* start AVAILABLE RECORDS *
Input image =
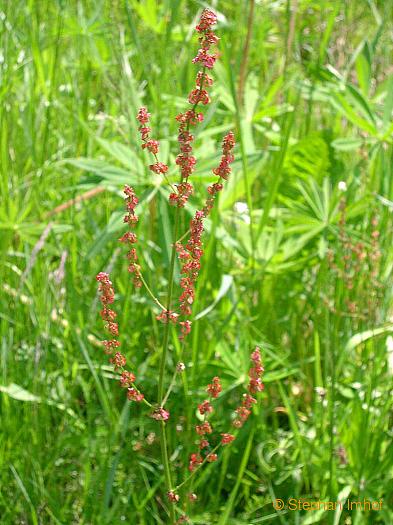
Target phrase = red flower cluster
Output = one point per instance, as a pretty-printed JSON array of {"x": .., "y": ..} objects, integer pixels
[
  {"x": 255, "y": 385},
  {"x": 228, "y": 143},
  {"x": 173, "y": 497},
  {"x": 150, "y": 144},
  {"x": 129, "y": 237},
  {"x": 167, "y": 316},
  {"x": 195, "y": 460},
  {"x": 227, "y": 438},
  {"x": 191, "y": 254},
  {"x": 185, "y": 160},
  {"x": 214, "y": 388},
  {"x": 160, "y": 414},
  {"x": 205, "y": 428},
  {"x": 207, "y": 39},
  {"x": 107, "y": 296},
  {"x": 205, "y": 407}
]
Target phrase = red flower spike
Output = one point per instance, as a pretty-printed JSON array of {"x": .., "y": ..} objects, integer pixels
[
  {"x": 215, "y": 387},
  {"x": 227, "y": 438},
  {"x": 205, "y": 407},
  {"x": 118, "y": 360},
  {"x": 126, "y": 379},
  {"x": 212, "y": 457},
  {"x": 160, "y": 414},
  {"x": 134, "y": 395},
  {"x": 173, "y": 497}
]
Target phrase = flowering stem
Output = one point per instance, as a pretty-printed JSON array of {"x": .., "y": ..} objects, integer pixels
[
  {"x": 167, "y": 470},
  {"x": 168, "y": 307},
  {"x": 169, "y": 389},
  {"x": 164, "y": 449},
  {"x": 197, "y": 468},
  {"x": 151, "y": 293}
]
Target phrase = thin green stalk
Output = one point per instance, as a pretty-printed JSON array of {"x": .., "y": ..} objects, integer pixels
[
  {"x": 167, "y": 470},
  {"x": 168, "y": 307}
]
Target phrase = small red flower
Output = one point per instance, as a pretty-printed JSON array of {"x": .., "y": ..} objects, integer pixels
[
  {"x": 204, "y": 428},
  {"x": 134, "y": 395},
  {"x": 118, "y": 360},
  {"x": 227, "y": 438},
  {"x": 143, "y": 116},
  {"x": 126, "y": 379},
  {"x": 159, "y": 168},
  {"x": 215, "y": 387},
  {"x": 173, "y": 497},
  {"x": 205, "y": 407}
]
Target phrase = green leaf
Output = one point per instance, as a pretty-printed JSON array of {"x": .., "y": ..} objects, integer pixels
[{"x": 347, "y": 144}]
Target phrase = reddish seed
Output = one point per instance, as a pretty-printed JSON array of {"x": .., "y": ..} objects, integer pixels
[
  {"x": 227, "y": 438},
  {"x": 215, "y": 387}
]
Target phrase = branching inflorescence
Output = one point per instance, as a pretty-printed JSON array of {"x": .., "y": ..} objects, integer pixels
[{"x": 189, "y": 250}]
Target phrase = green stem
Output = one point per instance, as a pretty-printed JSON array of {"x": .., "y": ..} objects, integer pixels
[
  {"x": 150, "y": 292},
  {"x": 168, "y": 307},
  {"x": 167, "y": 470}
]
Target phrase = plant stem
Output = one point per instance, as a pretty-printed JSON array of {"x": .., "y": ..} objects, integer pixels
[
  {"x": 168, "y": 307},
  {"x": 150, "y": 292},
  {"x": 197, "y": 468},
  {"x": 167, "y": 470},
  {"x": 164, "y": 447}
]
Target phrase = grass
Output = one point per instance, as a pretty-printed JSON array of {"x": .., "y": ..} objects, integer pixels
[{"x": 318, "y": 100}]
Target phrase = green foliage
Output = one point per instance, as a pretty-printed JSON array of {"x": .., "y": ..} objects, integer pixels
[{"x": 284, "y": 266}]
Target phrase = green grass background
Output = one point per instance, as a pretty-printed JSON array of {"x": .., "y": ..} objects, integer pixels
[{"x": 317, "y": 110}]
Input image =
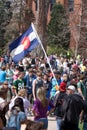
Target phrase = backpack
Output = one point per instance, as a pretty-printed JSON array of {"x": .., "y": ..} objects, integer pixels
[
  {"x": 58, "y": 104},
  {"x": 72, "y": 108}
]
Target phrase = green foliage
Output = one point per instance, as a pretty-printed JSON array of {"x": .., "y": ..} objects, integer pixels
[
  {"x": 55, "y": 49},
  {"x": 58, "y": 28},
  {"x": 5, "y": 16}
]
* end AVAILABLE RECORDS *
- [JOB] Please change every "green foliage" to "green vegetation" in the records, starting at the line that has "Target phrase = plant stem" and running through the end of the records, and give those lines back with nothing else altered. Leave the pictures out of the answer.

- [ANSWER TO THIS TASK]
Target phrase = plant stem
Output = one point per instance, as a pretty-printed JSON array of {"x": .., "y": ..} objects, integer pixels
[
  {"x": 168, "y": 307},
  {"x": 150, "y": 292},
  {"x": 197, "y": 468},
  {"x": 167, "y": 470},
  {"x": 164, "y": 447}
]
Target phrase = grass
Output = one point per instance, as a pretty-printed JSON array of {"x": .., "y": ..} objects, integer pixels
[{"x": 318, "y": 100}]
Target phrase = green vegetation
Output = one point per instance, as a pretty-printed JSON array of {"x": .., "y": ..} objects, integer pixels
[{"x": 284, "y": 266}]
Target phrase = green grass background
Output = one point per instance, as a pretty-printed JSON array of {"x": .., "y": ..} objects, integer pixels
[{"x": 317, "y": 110}]
Input image =
Target phrase = backpack
Output = one point per instance, as a pretty-printed JSON array of {"x": .., "y": ..} objects, integer pixels
[
  {"x": 58, "y": 104},
  {"x": 72, "y": 108}
]
Target phrase = green vegetation
Output = one point per instance, as a pretty-printed JSON array of {"x": .., "y": ..} objects, integer pixels
[
  {"x": 55, "y": 49},
  {"x": 58, "y": 28},
  {"x": 5, "y": 16}
]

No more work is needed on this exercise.